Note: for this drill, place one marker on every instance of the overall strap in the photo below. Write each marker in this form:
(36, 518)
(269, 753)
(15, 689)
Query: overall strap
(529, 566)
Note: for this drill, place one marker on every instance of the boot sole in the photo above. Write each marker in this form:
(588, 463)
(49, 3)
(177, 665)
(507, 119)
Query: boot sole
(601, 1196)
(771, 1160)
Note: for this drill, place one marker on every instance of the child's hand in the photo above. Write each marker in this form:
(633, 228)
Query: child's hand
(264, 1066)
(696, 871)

════

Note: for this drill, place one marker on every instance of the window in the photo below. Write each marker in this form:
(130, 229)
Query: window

════

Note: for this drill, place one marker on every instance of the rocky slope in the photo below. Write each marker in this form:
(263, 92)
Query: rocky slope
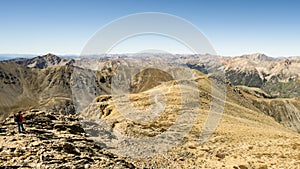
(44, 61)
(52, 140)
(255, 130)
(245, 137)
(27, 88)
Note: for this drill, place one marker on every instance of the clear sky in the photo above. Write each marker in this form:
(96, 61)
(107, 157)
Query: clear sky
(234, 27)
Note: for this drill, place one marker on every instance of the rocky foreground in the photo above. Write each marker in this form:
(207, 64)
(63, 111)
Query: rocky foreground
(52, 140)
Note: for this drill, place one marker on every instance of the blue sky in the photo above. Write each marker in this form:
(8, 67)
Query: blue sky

════

#### Problem to work on:
Counting only lines with the word "window" in them, say how many there are in the entries above, with no other words.

#### Output:
2